--- start ---

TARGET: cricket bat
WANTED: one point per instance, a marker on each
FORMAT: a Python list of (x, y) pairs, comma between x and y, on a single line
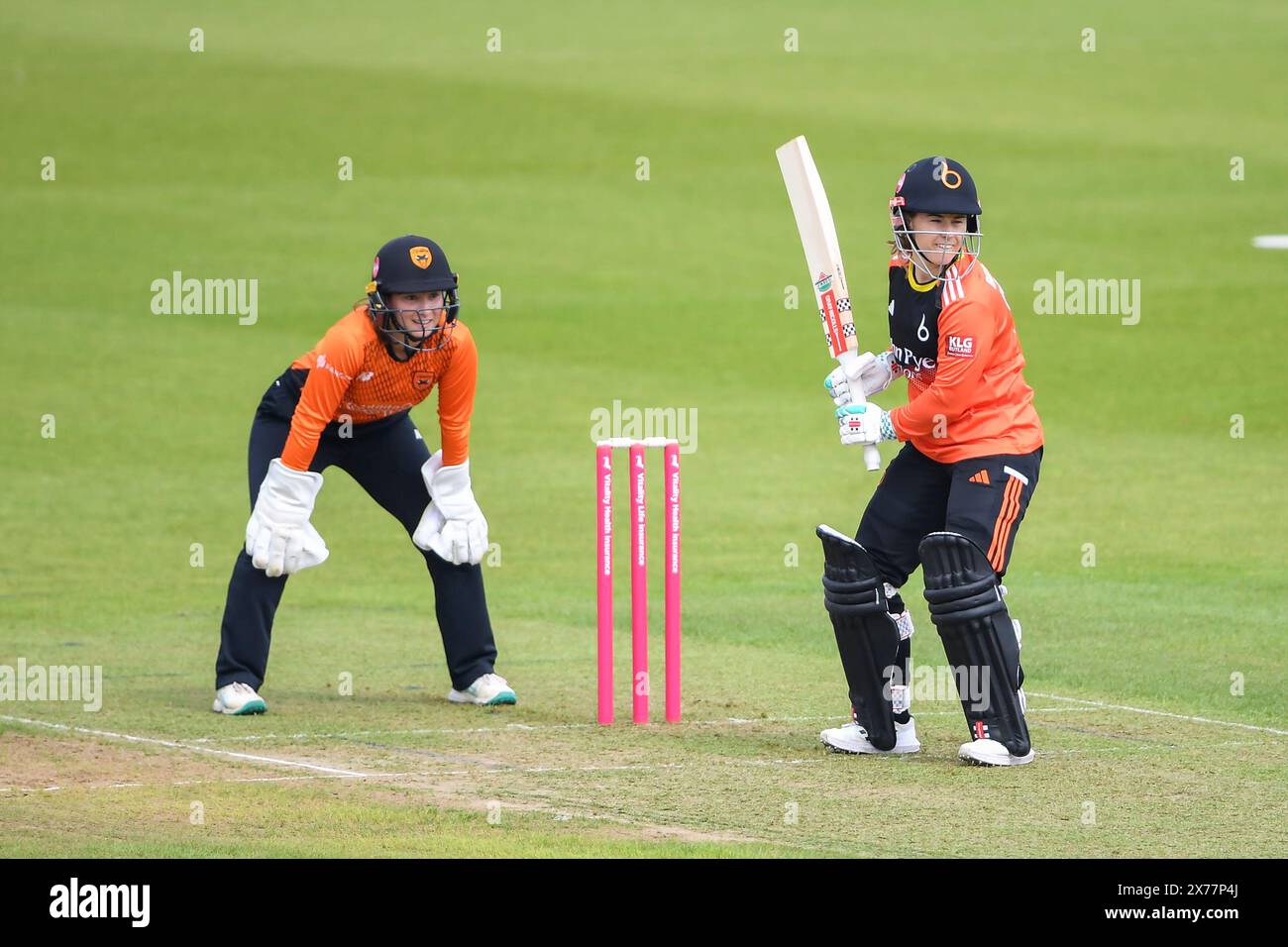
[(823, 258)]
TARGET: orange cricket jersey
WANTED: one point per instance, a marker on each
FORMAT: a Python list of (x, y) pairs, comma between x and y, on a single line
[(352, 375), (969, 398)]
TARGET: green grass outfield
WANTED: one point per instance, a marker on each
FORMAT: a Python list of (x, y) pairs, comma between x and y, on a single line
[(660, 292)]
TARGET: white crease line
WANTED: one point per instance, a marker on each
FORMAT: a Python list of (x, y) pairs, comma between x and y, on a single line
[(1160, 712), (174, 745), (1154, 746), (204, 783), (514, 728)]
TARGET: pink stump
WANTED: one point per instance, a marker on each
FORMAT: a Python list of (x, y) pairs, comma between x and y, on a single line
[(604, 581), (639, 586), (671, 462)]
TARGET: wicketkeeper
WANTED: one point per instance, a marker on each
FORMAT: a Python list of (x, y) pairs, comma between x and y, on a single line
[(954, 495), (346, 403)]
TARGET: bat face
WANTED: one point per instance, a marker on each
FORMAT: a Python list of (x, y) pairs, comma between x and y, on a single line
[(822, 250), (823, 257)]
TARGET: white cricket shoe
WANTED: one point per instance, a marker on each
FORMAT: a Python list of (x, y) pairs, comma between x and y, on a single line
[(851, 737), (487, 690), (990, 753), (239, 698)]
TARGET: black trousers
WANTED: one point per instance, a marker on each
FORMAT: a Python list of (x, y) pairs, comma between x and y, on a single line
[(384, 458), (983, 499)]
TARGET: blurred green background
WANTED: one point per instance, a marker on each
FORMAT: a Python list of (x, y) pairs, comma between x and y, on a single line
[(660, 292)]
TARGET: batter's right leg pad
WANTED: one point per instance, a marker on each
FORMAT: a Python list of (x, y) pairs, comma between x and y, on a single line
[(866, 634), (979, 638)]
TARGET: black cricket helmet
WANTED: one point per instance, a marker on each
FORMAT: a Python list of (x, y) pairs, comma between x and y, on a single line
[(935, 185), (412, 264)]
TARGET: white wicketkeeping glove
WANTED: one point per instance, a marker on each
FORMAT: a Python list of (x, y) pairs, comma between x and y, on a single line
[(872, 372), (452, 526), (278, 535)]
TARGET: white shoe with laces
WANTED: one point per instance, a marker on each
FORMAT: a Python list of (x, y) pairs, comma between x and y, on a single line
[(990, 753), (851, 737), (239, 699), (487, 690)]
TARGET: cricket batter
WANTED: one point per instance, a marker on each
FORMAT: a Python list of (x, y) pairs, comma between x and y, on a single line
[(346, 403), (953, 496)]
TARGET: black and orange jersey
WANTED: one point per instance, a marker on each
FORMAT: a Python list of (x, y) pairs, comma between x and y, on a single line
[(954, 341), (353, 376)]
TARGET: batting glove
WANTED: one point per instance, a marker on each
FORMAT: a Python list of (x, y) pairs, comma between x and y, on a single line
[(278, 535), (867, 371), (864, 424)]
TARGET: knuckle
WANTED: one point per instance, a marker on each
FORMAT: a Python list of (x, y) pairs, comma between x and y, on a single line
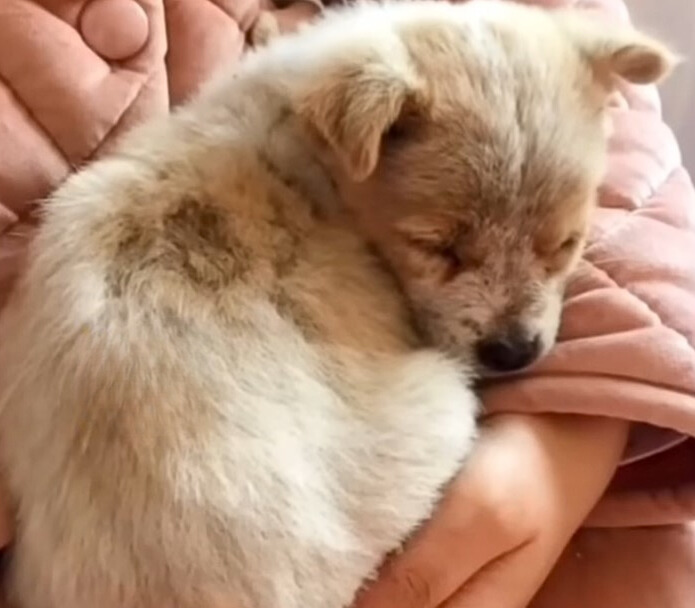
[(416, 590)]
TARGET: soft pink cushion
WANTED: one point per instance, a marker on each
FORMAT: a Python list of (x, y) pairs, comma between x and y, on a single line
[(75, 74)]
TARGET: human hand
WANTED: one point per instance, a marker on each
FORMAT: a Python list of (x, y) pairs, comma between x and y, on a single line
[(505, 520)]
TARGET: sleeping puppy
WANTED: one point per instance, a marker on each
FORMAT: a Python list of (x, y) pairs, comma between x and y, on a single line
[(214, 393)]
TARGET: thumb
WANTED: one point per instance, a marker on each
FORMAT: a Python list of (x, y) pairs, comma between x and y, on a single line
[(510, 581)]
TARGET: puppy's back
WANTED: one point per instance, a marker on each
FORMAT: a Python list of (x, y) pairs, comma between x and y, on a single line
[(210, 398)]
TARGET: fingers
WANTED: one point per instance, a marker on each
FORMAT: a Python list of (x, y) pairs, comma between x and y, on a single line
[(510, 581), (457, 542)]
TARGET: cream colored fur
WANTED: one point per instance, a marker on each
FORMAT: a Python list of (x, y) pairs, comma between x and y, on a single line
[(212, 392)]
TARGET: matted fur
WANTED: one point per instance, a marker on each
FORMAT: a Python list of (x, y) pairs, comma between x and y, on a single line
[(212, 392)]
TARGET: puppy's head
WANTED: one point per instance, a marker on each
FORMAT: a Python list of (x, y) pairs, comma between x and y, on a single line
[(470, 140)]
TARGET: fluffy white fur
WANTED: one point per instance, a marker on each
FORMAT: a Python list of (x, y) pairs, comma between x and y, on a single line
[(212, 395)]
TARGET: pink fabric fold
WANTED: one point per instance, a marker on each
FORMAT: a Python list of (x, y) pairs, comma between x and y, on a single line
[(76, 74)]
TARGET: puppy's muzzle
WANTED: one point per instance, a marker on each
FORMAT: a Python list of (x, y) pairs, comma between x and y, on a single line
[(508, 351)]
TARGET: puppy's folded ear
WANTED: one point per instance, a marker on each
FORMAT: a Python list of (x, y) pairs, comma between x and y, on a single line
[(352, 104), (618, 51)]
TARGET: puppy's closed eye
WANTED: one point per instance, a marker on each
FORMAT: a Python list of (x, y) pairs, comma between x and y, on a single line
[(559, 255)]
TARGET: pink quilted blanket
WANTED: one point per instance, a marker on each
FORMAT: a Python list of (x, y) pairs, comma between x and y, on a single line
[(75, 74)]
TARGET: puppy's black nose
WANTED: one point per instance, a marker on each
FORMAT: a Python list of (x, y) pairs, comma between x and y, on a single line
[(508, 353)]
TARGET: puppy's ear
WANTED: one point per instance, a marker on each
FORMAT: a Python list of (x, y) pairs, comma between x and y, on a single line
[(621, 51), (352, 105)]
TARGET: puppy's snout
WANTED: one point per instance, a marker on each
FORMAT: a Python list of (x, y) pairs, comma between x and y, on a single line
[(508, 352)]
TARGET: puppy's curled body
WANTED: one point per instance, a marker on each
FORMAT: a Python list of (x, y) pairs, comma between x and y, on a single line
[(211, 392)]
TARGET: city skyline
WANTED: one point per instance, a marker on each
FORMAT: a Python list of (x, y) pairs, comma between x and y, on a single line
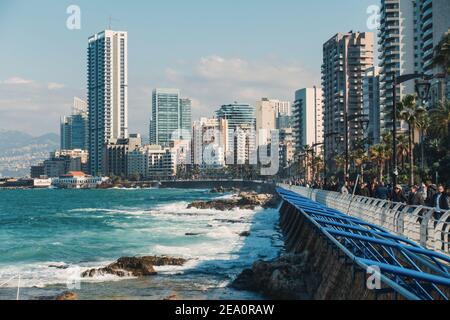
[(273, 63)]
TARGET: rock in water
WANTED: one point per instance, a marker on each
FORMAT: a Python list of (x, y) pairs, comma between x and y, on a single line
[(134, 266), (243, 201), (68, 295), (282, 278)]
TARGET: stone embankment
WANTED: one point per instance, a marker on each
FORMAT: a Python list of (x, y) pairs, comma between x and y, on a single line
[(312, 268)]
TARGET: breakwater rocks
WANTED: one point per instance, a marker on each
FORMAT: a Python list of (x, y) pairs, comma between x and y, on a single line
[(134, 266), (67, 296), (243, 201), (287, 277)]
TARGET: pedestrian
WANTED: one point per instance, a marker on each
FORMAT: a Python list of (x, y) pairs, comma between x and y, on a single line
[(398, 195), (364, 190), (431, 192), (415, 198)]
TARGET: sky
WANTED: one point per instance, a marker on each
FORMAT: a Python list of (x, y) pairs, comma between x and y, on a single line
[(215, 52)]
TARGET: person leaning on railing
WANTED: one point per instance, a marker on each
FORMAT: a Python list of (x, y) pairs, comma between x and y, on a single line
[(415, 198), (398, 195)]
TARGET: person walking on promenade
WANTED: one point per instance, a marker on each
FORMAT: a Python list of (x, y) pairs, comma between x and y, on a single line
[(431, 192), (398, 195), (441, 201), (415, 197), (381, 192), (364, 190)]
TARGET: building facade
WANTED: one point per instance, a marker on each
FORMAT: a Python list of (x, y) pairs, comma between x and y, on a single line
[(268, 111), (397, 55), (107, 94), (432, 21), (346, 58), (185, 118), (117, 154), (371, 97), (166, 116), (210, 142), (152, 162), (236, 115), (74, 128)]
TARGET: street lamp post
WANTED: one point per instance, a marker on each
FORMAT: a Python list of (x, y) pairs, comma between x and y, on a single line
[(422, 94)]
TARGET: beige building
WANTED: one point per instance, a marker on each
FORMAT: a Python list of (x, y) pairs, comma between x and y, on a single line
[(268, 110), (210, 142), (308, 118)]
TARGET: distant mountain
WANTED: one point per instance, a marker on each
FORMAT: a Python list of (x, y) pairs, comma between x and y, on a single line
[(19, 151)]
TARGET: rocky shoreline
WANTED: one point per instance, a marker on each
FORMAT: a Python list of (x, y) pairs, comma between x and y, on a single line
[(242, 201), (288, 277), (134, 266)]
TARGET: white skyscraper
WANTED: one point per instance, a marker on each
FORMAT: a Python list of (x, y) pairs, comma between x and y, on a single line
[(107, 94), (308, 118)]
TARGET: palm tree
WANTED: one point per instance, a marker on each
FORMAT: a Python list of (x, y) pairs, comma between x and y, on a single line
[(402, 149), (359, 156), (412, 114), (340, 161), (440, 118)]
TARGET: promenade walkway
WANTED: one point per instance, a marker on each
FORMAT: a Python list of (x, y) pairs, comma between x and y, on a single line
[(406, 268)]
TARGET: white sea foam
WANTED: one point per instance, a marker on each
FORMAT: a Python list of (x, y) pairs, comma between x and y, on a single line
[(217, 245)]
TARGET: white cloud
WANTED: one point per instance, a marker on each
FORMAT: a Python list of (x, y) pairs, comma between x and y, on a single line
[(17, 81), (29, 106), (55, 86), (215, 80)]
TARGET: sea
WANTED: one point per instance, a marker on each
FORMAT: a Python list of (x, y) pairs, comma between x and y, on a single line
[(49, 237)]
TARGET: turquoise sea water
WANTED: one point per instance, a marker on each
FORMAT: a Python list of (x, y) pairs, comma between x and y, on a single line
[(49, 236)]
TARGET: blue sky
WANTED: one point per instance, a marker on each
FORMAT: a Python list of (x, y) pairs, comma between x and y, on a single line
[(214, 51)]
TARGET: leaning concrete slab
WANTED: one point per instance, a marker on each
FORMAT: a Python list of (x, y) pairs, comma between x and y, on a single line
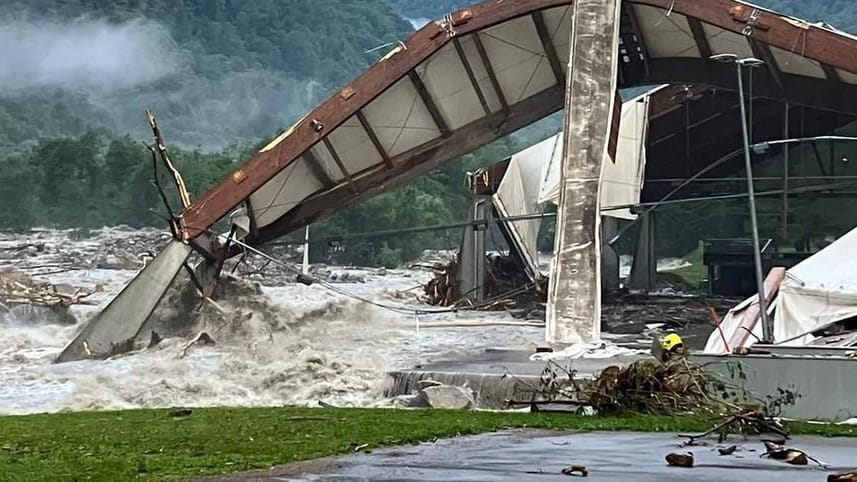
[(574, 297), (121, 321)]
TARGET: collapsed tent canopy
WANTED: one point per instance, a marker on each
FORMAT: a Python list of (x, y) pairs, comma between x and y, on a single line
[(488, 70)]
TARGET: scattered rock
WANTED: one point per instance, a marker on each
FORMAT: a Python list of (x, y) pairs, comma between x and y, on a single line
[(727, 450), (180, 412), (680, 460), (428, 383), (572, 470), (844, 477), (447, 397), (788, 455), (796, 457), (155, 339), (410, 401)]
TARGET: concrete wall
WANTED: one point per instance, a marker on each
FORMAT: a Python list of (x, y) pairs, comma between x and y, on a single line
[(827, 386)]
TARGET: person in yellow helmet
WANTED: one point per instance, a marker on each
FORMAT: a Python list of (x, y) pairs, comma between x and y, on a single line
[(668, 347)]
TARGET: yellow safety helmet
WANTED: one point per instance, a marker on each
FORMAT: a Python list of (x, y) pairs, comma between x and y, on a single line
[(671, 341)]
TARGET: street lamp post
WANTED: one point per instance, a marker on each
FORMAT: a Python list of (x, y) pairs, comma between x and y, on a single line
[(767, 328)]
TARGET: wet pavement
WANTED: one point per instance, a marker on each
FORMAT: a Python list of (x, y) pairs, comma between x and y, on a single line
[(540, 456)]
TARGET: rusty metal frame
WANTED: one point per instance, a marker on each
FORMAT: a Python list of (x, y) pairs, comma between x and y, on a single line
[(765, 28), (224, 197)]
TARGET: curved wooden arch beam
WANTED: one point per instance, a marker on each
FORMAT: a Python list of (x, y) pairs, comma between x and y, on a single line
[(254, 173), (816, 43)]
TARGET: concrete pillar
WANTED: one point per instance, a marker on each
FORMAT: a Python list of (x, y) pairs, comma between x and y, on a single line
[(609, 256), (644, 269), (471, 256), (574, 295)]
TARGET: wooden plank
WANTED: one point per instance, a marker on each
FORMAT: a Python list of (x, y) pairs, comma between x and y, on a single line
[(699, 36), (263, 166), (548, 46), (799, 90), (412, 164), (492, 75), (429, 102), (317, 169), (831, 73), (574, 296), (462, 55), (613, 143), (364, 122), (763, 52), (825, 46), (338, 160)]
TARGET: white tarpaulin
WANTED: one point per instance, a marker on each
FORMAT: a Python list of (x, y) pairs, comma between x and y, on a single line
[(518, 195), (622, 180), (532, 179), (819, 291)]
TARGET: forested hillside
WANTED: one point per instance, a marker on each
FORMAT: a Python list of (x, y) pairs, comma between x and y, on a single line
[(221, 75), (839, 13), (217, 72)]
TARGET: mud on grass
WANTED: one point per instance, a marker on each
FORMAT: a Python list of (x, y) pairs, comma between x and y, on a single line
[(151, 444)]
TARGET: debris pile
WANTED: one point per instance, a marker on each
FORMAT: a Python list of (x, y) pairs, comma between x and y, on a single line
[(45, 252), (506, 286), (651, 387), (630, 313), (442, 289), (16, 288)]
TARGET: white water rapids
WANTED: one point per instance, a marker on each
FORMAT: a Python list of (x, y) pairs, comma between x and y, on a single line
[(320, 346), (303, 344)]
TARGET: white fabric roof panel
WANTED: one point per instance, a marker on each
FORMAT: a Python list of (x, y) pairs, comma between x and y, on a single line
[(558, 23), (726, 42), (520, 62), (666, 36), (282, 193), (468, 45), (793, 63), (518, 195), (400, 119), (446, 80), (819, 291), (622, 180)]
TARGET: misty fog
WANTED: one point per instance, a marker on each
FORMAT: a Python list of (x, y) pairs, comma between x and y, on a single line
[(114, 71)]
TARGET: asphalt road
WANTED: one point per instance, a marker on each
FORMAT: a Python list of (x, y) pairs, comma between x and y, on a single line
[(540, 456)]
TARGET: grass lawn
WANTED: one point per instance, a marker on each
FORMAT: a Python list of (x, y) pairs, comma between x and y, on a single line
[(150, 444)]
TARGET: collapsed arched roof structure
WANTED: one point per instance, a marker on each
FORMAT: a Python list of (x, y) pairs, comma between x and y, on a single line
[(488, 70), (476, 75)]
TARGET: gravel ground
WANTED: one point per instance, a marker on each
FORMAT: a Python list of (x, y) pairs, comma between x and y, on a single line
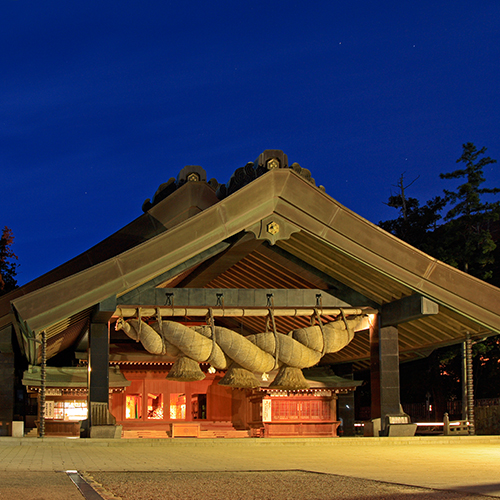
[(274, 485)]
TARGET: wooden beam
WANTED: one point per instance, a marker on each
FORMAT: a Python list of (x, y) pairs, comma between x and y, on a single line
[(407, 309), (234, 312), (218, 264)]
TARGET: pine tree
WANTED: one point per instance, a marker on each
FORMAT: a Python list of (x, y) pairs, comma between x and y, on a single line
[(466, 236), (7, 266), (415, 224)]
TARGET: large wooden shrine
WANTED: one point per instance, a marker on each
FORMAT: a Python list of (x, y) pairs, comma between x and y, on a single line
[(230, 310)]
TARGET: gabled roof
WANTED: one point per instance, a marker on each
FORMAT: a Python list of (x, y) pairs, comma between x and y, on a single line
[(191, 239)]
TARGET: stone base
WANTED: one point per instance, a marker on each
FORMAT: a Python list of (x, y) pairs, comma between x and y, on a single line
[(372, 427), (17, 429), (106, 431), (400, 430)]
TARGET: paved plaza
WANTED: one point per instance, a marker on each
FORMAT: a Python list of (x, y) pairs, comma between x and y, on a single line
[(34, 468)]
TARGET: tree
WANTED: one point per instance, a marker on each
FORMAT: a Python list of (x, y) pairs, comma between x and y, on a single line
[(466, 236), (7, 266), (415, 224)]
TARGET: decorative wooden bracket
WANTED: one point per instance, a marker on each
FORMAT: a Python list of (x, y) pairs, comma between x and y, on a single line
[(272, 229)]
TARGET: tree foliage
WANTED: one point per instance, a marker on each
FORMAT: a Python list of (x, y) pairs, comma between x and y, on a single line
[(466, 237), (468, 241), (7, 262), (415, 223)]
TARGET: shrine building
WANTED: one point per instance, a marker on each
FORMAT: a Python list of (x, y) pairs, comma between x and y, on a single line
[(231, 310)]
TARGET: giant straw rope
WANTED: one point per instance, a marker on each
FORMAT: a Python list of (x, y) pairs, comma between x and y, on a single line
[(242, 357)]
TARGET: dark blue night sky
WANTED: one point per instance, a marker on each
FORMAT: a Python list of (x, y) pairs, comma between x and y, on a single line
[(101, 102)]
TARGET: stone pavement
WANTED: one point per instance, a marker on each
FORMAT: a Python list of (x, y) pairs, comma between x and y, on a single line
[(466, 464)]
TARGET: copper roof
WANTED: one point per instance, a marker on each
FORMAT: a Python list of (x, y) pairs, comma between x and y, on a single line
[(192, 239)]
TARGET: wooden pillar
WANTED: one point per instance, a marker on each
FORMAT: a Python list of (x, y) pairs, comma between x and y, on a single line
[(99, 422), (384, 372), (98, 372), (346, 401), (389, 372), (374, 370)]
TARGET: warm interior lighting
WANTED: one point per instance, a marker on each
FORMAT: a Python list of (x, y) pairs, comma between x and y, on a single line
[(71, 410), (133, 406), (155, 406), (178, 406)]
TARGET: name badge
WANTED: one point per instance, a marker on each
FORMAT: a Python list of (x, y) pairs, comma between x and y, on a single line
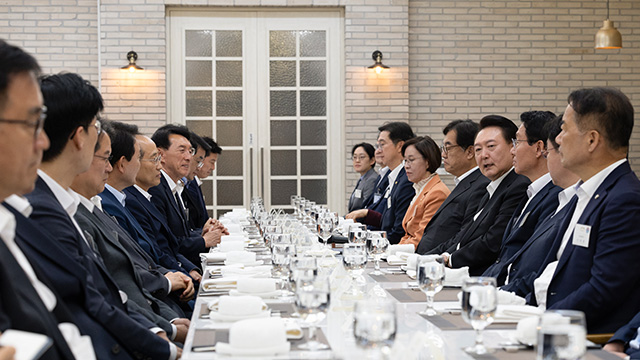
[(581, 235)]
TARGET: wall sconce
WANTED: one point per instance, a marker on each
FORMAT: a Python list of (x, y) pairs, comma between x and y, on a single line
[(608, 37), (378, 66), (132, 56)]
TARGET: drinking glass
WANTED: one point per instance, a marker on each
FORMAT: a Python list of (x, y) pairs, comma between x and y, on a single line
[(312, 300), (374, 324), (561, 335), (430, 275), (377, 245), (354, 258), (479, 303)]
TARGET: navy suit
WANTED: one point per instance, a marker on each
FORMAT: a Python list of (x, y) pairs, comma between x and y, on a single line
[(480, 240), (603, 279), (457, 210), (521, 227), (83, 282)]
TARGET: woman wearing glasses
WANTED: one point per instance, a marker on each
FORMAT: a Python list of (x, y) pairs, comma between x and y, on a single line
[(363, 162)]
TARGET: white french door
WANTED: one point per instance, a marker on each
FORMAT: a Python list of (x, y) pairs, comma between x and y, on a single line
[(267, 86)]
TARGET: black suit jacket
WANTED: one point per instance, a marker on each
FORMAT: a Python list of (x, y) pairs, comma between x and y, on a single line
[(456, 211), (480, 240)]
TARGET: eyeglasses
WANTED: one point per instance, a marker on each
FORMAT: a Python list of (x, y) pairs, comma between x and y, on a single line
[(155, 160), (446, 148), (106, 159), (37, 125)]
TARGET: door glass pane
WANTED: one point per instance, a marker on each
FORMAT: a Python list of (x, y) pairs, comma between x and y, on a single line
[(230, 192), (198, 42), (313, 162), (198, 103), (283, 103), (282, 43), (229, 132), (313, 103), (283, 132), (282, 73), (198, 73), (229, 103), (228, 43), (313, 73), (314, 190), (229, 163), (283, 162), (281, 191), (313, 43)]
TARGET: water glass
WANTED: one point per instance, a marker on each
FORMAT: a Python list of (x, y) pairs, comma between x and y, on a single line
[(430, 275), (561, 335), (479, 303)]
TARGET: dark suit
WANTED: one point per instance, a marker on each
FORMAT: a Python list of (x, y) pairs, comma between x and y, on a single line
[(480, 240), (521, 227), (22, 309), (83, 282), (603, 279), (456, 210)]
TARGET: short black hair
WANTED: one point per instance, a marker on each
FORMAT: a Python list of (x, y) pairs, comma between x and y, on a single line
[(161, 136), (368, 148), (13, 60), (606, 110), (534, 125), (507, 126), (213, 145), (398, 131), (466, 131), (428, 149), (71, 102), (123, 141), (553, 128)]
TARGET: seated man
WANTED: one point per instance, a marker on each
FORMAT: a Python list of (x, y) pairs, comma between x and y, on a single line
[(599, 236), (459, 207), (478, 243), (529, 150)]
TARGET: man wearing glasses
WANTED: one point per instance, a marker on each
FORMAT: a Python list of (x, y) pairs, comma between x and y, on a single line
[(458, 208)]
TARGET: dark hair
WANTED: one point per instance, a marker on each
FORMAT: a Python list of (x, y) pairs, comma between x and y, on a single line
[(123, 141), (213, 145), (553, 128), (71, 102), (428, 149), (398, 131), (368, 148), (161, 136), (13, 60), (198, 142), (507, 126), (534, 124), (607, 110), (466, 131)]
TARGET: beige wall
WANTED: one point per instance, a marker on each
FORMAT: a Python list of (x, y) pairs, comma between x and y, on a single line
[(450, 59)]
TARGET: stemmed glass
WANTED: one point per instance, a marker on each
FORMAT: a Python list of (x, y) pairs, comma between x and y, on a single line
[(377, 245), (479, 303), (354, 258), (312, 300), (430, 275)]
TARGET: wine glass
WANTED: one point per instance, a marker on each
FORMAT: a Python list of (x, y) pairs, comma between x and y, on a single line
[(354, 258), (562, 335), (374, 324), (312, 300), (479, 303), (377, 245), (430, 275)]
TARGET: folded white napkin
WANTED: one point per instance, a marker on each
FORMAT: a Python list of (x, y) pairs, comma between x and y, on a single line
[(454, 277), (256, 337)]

--- end ---

* _YOUR INSTRUCTIONS_
Starting from the line with "TARGET: seated man" and ending with the final line of the data, quote every line exactly, both ends included.

* _ANSWER_
TARGET: seated man
WANTED: one point per instance, a marker on each
FORMAT: a Python list of (x, y) pairs, comma between x and y, on a single line
[(599, 236), (459, 207), (478, 243), (529, 150)]
TARGET: man wearing glasses
WANTED: one point per instance, a marker on each
FORMAT: a Python list of (x, y) pairs, comma between x and y, on a single line
[(458, 208)]
TARGET: dark hair
WANTED: one point per instance, a marker on each
FORMAT: a Python list of (x, y) pairs, comma between x and y, on a single line
[(123, 141), (213, 145), (553, 128), (71, 102), (428, 149), (398, 131), (368, 148), (161, 136), (13, 60), (198, 142), (507, 126), (534, 124), (607, 110), (466, 131)]
TARGET: beige wall
WANTED: one point per instance, a marker on each
FORMAT: a Python list of (x, y) pairs, comma between x and y, on a single line
[(450, 59)]
TARGET: stemmed glass
WANTED: one point per instance, a marker on each
FORMAT: a Python list of (x, y) pairs, comma between x and y, on a single line
[(377, 245), (479, 303), (354, 258), (312, 300), (430, 275)]
TARGET: wine glass
WANTED: one point per instance, a marker on each
FORMAT: a Python list of (x, y) pairs, comma between x and y, on a single line
[(354, 258), (562, 335), (374, 324), (312, 300), (479, 303), (377, 245), (430, 275)]
TARGET: folded white napkin
WANTED: one point per instance, a marker on each
FORMAT: a Python list of (x, y) pairs, comma between x and y, on a single line
[(454, 277), (256, 337)]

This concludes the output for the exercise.